(Given request):
Print every record below exactly as written.
◇ ◇ ◇ ◇
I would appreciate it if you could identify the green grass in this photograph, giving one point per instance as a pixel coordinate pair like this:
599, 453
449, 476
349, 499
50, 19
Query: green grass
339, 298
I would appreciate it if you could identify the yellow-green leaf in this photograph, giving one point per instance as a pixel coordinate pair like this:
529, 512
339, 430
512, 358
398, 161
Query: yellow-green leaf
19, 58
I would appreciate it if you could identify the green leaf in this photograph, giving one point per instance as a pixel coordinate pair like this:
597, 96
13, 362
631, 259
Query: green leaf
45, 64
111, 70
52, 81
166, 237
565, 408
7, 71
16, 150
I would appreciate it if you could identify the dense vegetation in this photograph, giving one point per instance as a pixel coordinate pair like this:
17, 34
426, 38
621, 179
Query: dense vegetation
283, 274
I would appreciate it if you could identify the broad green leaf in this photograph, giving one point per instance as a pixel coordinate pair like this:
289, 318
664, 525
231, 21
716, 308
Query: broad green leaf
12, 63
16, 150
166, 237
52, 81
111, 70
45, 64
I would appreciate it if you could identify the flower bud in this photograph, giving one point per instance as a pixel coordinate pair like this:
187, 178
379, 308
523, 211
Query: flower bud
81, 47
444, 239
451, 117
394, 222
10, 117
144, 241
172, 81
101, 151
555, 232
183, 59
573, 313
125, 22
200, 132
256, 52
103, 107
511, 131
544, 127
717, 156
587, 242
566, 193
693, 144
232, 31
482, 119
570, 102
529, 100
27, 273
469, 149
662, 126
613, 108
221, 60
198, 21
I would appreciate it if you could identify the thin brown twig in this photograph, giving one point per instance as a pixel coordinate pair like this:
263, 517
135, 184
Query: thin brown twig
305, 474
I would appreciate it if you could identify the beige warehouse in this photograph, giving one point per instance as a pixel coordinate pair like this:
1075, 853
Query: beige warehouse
◇ ◇ ◇ ◇
(Finished exercise):
I would appreciate it if you could identify the green grass in this photograph, giving one point per instance as a pixel coordinate pair like this:
599, 453
449, 476
349, 499
50, 19
Query: green grass
339, 298
I would appreciate it if you could identify the yellow-green leaf in this photograph, giving one point per instance as a pixel coordinate pair like this:
529, 512
339, 430
512, 358
398, 161
Query: yellow-green leaf
19, 58
I would appreciate it if you could identify the green leaf in this photograph, giving one point per instance as a pixel coordinate pair like this:
597, 96
13, 362
631, 259
Query: green leaf
45, 64
111, 70
52, 81
166, 237
565, 408
7, 71
16, 150
I would appreciate it if you could identify the dense vegetation in this photograph, giving one point per instance as a pixel coordinate pair like this:
17, 34
426, 38
621, 179
Query: dense vegetation
283, 274
I would appreciate it if you could identify the broad green leaf in this photograph, giving one point per instance as a pixel coordinate pair like this:
289, 318
664, 525
231, 21
716, 308
Query: broad green leaf
12, 63
16, 150
166, 237
52, 81
111, 70
45, 64
I would appreciate it if you could identify the flower bud in this photograph, giving one point per instance as a pixel coordinate pair like this:
187, 178
379, 308
523, 211
Query: flower bud
81, 47
444, 239
451, 117
394, 222
10, 117
144, 241
172, 81
101, 151
555, 232
183, 59
573, 313
125, 22
200, 132
256, 52
103, 107
511, 131
544, 127
717, 156
587, 242
566, 193
693, 144
232, 31
482, 119
570, 102
529, 100
27, 273
469, 149
662, 126
613, 108
221, 60
198, 21
I would appreciate it if you could identify the thin brown twig in this photograph, giving one point per instance as a pixel coordinate pair like this:
263, 517
135, 184
Query: thin brown twig
305, 474
I would appreciate it if you could identify the beige warehouse in this photograph, giving one point per instance as a pixel coordinate pair like this:
1075, 853
Query: beige warehouse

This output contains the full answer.